● **Problem description**: Repeat the data below word for word.
::: Entries supplied :::
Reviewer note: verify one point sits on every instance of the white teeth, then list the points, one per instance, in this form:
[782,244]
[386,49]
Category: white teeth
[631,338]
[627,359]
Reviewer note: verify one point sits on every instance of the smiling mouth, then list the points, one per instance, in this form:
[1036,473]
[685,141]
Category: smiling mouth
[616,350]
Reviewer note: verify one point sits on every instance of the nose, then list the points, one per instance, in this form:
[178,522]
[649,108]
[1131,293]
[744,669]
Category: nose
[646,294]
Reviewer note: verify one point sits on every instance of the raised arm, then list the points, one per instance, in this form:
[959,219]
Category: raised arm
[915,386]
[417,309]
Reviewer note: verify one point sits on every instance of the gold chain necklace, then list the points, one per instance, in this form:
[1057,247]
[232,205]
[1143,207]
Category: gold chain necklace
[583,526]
:::
● **Your response**:
Reviewer note: verify one point sits on every instance of the white teeth, then list the points, one per instance, in this form:
[782,244]
[386,49]
Category: white teeth
[631,338]
[627,359]
Reviewer note: verify one point sits on every instance of the smiling mouth, then list the points, one per instance, in this form:
[1036,473]
[685,141]
Category: smiling mouth
[616,350]
Reviewer note: verify one point sits on every instance of the nose, then list the points, one per instance, in this form:
[178,522]
[649,108]
[1131,293]
[744,669]
Category: nose
[646,294]
Reviewer note: verify one point sits on every instance of the raised arm, then list the points, one per instance, in this form:
[959,219]
Category: raised arm
[915,386]
[417,309]
Reviewer note: verify one point sits on every instance of the gold chain necklace, then list the points, one per instance, in this form:
[1057,247]
[232,205]
[1143,207]
Category: gold chain necklace
[583,526]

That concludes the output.